— start —

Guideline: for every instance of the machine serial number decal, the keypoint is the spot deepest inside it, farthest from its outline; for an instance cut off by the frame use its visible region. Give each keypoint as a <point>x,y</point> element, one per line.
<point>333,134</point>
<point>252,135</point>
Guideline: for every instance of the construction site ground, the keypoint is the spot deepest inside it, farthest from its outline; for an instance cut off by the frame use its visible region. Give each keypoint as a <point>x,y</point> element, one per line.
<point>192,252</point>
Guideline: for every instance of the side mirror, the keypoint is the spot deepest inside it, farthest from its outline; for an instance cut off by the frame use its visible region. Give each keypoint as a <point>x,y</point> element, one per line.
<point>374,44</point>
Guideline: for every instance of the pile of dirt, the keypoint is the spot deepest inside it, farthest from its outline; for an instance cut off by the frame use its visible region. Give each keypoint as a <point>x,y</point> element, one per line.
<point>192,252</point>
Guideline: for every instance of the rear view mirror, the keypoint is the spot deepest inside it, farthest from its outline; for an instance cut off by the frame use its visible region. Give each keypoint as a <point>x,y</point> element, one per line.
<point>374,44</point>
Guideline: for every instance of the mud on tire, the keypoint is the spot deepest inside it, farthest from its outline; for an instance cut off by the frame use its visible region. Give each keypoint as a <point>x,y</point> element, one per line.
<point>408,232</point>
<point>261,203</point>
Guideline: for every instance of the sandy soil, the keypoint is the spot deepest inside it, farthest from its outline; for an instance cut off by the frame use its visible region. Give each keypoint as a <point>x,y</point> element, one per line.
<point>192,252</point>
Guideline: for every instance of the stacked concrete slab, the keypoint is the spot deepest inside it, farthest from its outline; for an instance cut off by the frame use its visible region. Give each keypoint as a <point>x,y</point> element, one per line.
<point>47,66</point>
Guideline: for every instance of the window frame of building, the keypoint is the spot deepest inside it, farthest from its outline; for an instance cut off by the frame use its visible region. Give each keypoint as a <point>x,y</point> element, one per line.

— end —

» **YOUR GOAL**
Please rewrite the records above, putting "target point" in place of every "keypoint" and leaving everything else unchanged.

» **RESPONSE BELOW**
Guideline: for every instance of the machine serial number decal, the target point is the spot deepest inside it, farthest from its outline; for an instance cut off by the frame use its visible region. Give each target point as a <point>x,y</point> element, one per line.
<point>333,134</point>
<point>252,135</point>
Guideline: for every instance of the construction site ground, the target point is the spot deepest inside it, farthest from its outline; for an instance cut off by the frame use its visible region. Give each target point as a <point>x,y</point> element, one per line.
<point>192,252</point>
Guideline: for every instance of the side mirror, the target point is the spot deepest inside it, farthest from its outline; for an instance cut off by the frame use its visible region. Give each target point as a <point>x,y</point> element, one per line.
<point>374,44</point>
Guideline: for every instance of the pile of dirt, the target point is the spot deepest inside it, farthest from its outline; for an instance cut off by the frame use its visible region. Give each target point as a <point>x,y</point> element, one per line.
<point>192,252</point>
Guideline: for every instance of the rear view mirror, the target point is the spot deepest inside it, farthest from its outline; for an instance cut off by the frame use its visible region. Give each target point as a <point>x,y</point> element, one per line.
<point>374,44</point>
Guideline: for every instance of the mud on tire, the target point is the spot deepest inside it, farthest from its outline; for an instance cut off by the frame use its visible region. Give each target point as a <point>x,y</point> element, one per line.
<point>408,232</point>
<point>261,203</point>
Guideline: for every instance of the sandy soil, the target point is the spot deepest inside it, farthest from its outline; for an instance cut off by the frame use its visible region. Give each target point as a <point>x,y</point> element, one per line.
<point>192,252</point>
Guideline: for every instance of the stacked concrete slab, the target point is the spot deepest inside it, farthest from its outline; for an instance cut off by the frame use its visible region. Give each target point as a <point>x,y</point> element, one per line.
<point>47,66</point>
Guideline: for every instance of the window frame of building, the target point is the spot deepest inside it, farthest from its outline; for an instance cut off by the frame use its visible region. Give each target point as a <point>x,y</point> element, one per line.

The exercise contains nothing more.